:: Set exercise ::
Write out all the data again, exactly as it stands.

:: Data to process ::
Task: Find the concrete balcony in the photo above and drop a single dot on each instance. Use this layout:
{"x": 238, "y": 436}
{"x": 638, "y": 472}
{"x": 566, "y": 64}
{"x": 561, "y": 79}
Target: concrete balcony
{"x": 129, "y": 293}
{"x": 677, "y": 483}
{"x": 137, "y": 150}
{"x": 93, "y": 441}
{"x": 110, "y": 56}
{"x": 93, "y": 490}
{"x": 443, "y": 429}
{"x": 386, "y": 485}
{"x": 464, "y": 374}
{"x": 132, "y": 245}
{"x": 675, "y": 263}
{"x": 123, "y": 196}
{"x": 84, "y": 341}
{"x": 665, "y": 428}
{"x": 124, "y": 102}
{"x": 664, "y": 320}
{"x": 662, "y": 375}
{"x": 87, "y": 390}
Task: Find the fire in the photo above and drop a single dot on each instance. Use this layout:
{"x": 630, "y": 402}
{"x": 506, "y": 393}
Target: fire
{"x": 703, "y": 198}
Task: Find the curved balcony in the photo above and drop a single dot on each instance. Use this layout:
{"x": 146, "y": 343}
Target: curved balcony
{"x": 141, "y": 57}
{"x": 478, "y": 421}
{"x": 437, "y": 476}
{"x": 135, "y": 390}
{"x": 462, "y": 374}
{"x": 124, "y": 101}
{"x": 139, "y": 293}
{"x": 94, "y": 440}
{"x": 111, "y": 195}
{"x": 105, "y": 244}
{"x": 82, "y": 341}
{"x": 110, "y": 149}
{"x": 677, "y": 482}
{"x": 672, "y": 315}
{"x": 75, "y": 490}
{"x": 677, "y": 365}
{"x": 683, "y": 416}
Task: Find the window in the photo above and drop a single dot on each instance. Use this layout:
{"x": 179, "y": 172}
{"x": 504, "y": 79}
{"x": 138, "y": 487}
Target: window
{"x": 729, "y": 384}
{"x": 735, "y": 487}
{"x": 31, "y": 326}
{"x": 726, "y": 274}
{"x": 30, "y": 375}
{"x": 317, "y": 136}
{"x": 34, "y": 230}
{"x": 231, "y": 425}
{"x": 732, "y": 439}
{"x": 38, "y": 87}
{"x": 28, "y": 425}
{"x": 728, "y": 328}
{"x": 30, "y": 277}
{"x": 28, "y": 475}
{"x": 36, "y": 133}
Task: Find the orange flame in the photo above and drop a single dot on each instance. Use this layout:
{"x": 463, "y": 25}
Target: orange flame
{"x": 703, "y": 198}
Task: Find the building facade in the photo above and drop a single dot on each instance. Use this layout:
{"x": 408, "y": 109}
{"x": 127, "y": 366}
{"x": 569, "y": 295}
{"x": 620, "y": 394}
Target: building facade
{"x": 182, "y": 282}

:: Output ::
Task: Find the concrete balcony in the photo above and drop a single dot on each instance. Use this layout:
{"x": 238, "y": 436}
{"x": 638, "y": 472}
{"x": 566, "y": 64}
{"x": 561, "y": 79}
Target: concrete balcony
{"x": 129, "y": 293}
{"x": 677, "y": 483}
{"x": 137, "y": 150}
{"x": 93, "y": 441}
{"x": 110, "y": 56}
{"x": 93, "y": 490}
{"x": 443, "y": 429}
{"x": 386, "y": 485}
{"x": 464, "y": 374}
{"x": 132, "y": 245}
{"x": 675, "y": 263}
{"x": 123, "y": 196}
{"x": 84, "y": 341}
{"x": 665, "y": 428}
{"x": 124, "y": 102}
{"x": 664, "y": 320}
{"x": 662, "y": 375}
{"x": 87, "y": 390}
Task: Find the fire in the photo above and drop a single dot on each instance. Use this layout:
{"x": 630, "y": 402}
{"x": 506, "y": 393}
Target: fire
{"x": 703, "y": 198}
Task: Find the curved balcony in the photo above and drop a single dot on each instance. Use this layout:
{"x": 146, "y": 343}
Target: curved balcony
{"x": 141, "y": 57}
{"x": 478, "y": 421}
{"x": 437, "y": 476}
{"x": 135, "y": 390}
{"x": 462, "y": 374}
{"x": 124, "y": 101}
{"x": 139, "y": 293}
{"x": 94, "y": 440}
{"x": 111, "y": 195}
{"x": 105, "y": 244}
{"x": 82, "y": 341}
{"x": 110, "y": 149}
{"x": 677, "y": 482}
{"x": 672, "y": 315}
{"x": 75, "y": 490}
{"x": 677, "y": 365}
{"x": 683, "y": 416}
Task: Find the window in the photo above and drop a single dot on each instance. Use this layout:
{"x": 179, "y": 172}
{"x": 504, "y": 79}
{"x": 138, "y": 487}
Target: window
{"x": 729, "y": 384}
{"x": 735, "y": 487}
{"x": 31, "y": 326}
{"x": 726, "y": 274}
{"x": 30, "y": 375}
{"x": 317, "y": 136}
{"x": 34, "y": 230}
{"x": 231, "y": 425}
{"x": 732, "y": 439}
{"x": 38, "y": 87}
{"x": 28, "y": 425}
{"x": 728, "y": 328}
{"x": 30, "y": 277}
{"x": 28, "y": 475}
{"x": 36, "y": 133}
Task: Find the orange flame in the photo above and drop a single dot on each instance. Use this layout:
{"x": 463, "y": 25}
Target: orange flame
{"x": 703, "y": 198}
Task: Find the building facade in the photo above and drop a single dot on each instance. Use this layout:
{"x": 408, "y": 109}
{"x": 127, "y": 366}
{"x": 569, "y": 295}
{"x": 620, "y": 394}
Target: building facade
{"x": 182, "y": 282}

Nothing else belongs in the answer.